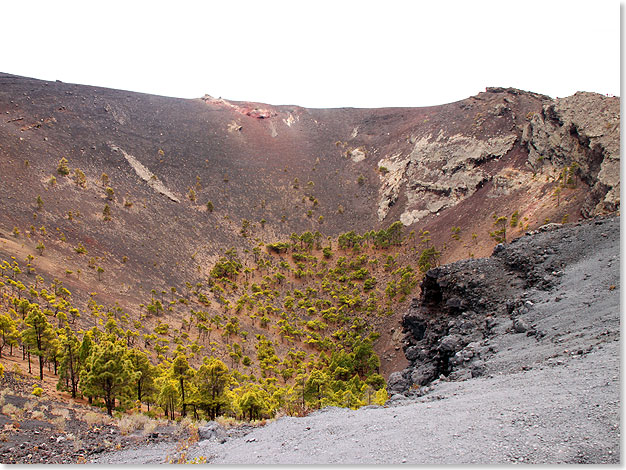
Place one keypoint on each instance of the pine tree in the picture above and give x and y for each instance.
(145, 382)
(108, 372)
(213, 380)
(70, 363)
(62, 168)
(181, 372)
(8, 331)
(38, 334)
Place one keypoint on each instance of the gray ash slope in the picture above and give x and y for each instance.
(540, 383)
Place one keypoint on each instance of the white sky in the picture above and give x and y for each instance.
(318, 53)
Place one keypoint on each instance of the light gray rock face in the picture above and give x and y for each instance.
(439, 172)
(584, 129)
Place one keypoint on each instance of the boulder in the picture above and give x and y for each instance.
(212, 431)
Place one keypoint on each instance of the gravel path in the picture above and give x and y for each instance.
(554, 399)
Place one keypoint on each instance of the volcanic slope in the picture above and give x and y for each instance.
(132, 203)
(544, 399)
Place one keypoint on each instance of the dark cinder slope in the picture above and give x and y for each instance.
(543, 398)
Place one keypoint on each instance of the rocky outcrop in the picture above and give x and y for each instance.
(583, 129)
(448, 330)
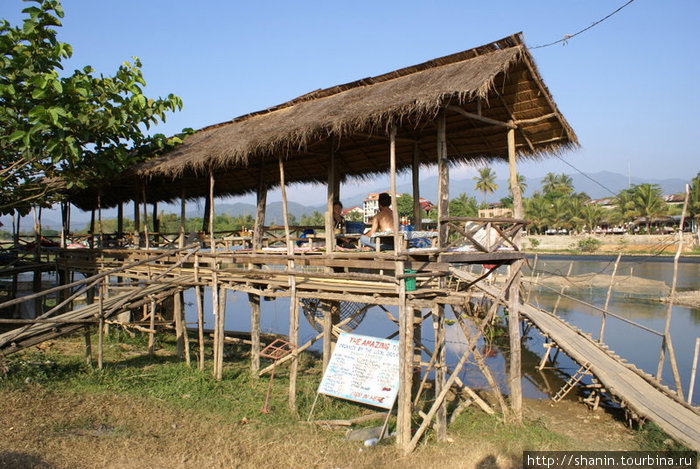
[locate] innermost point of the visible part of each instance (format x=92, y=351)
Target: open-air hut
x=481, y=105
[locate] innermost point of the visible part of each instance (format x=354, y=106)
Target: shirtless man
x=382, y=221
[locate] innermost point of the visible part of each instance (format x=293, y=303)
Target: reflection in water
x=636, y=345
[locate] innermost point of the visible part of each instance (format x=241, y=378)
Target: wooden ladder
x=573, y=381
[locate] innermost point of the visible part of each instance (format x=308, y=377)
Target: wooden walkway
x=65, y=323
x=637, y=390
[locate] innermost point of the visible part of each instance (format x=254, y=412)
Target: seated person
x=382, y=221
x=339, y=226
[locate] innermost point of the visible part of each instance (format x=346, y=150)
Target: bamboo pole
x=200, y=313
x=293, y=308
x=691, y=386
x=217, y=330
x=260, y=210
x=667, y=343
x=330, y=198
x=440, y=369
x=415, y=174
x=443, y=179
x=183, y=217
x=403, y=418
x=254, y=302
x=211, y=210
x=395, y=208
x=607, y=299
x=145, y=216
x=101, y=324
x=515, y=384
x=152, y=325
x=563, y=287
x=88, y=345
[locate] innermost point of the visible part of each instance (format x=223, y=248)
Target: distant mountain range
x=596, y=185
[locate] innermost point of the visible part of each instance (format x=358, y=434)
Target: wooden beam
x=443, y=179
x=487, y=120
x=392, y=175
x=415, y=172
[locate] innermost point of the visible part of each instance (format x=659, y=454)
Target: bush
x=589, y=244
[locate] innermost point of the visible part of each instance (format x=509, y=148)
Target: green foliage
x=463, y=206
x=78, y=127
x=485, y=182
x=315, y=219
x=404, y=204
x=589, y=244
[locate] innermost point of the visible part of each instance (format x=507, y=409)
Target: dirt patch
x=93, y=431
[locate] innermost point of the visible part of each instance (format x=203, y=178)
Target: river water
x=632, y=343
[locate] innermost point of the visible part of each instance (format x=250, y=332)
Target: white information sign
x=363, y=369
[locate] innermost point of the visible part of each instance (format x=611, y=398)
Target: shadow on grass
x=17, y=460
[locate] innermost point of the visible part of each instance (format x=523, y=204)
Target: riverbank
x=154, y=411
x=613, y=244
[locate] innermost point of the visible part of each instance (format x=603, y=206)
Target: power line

- [Task statement] Everything in the records should be repeated exactly except the images.

- [Answer space]
Place one keypoint on each instance of the pine tree in the picture above and give x and y for each instance.
(145, 382)
(108, 372)
(213, 380)
(70, 363)
(62, 168)
(181, 372)
(8, 331)
(38, 334)
Place one keypoint on each instance of the gray ash slope in the picture above and give x and y for each instance.
(540, 383)
Place one keypoint on each instance of the white sky in the picture above and give x and y for each instance.
(318, 53)
Place one keypoint on each instance of the light gray rock face in the picture above and give x and y for each instance.
(439, 172)
(584, 129)
Place one keypoint on each instance of the boulder in the picture above and give x and y for each instance.
(212, 431)
Place one keypoint on each instance of the gravel path in the picture above and give x and y for each instance.
(554, 399)
Place one keypoint on each instance of the volcanic slope in the picture above and give x and y for each instance.
(132, 203)
(544, 399)
Place one keypoint on each instance of the dark cinder slope in the picture above and give x and y for each instance.
(543, 398)
Place one keypoint on each instance of the rocky outcrop in the picture above and give x and y for each instance.
(583, 129)
(448, 330)
[locate] innermost point of the visible part of each instance (format x=92, y=351)
Target: open-air hut
x=481, y=105
[locate] innermost point of the visible part of each instance (format x=354, y=106)
Target: shirtless man
x=382, y=221
[locate] innermost point of the visible part of each instance (format x=293, y=303)
Target: reflection in water
x=636, y=345
[locate] innermost point of the visible part of each instance (format x=241, y=378)
Target: wooden ladder
x=573, y=381
[locate] innermost point of the visible part of each instance (format x=308, y=377)
Target: wooden walkway
x=65, y=323
x=637, y=390
[locate] innermost point of the visible part of each instance (format x=254, y=412)
Target: seated person
x=382, y=221
x=339, y=226
[locate] innermost point of the visible part of each instance (format x=346, y=150)
Target: bamboo pole
x=200, y=313
x=293, y=308
x=691, y=386
x=217, y=330
x=260, y=210
x=667, y=343
x=330, y=198
x=440, y=369
x=415, y=174
x=443, y=179
x=183, y=217
x=403, y=418
x=254, y=302
x=211, y=210
x=395, y=208
x=607, y=299
x=145, y=216
x=101, y=324
x=515, y=384
x=152, y=325
x=563, y=287
x=88, y=345
[locate] innermost point of the visible part of each instance (format x=223, y=248)
Target: distant mountain range
x=596, y=185
[locate] innermost point of the visible part of each instance (format x=358, y=434)
Target: wooden beam
x=443, y=179
x=487, y=120
x=392, y=175
x=415, y=172
[locate] innermost point of the visible part of each instance (format x=659, y=454)
Target: bush
x=589, y=244
[locate] innermost point of the visible part of each instance (format x=509, y=148)
Target: green foliage
x=463, y=206
x=78, y=127
x=485, y=182
x=315, y=219
x=404, y=204
x=589, y=244
[locate] innermost point of the visible part of each instance (format x=507, y=409)
Target: dirt patch
x=93, y=431
[locate] innermost point of the visible part of each instance (format x=203, y=178)
Target: river water
x=632, y=343
[locate] innermost point of the visible part of each instance (format x=250, y=332)
Target: white information sign
x=363, y=369
[locate] innermost point of the visible part of each instance (format x=611, y=398)
Target: shadow on grass
x=17, y=460
[locate] innermost point of the visible part of each instance (format x=523, y=204)
Target: riverbank
x=154, y=411
x=613, y=244
[locate] innermost point of the visible part of each instance (format x=603, y=206)
Target: power line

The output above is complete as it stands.